#### [Given task]
Render the records below as a two-column CSV with the header instruction,points. Give one row per record, with its text and its answer each in a single quoted field and line breaks replaced by spaces, and leave the pictures out.

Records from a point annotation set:

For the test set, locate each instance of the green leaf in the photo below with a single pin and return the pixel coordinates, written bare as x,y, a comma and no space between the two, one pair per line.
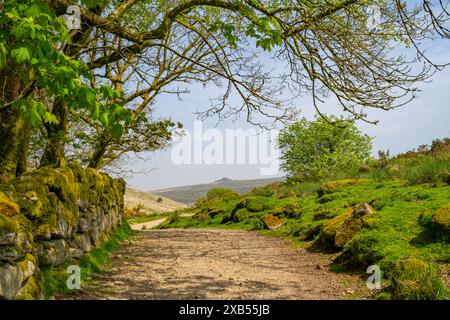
3,54
21,55
50,118
118,130
104,119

#### [Solution]
instruction,points
"For the test set, locate each instance of the green leaf in the photo below with a single pin and return the pixel coordinates, written bare as x,y, a comma and no space between the two, one pair per line.","3,54 21,55 50,118 118,130 104,119"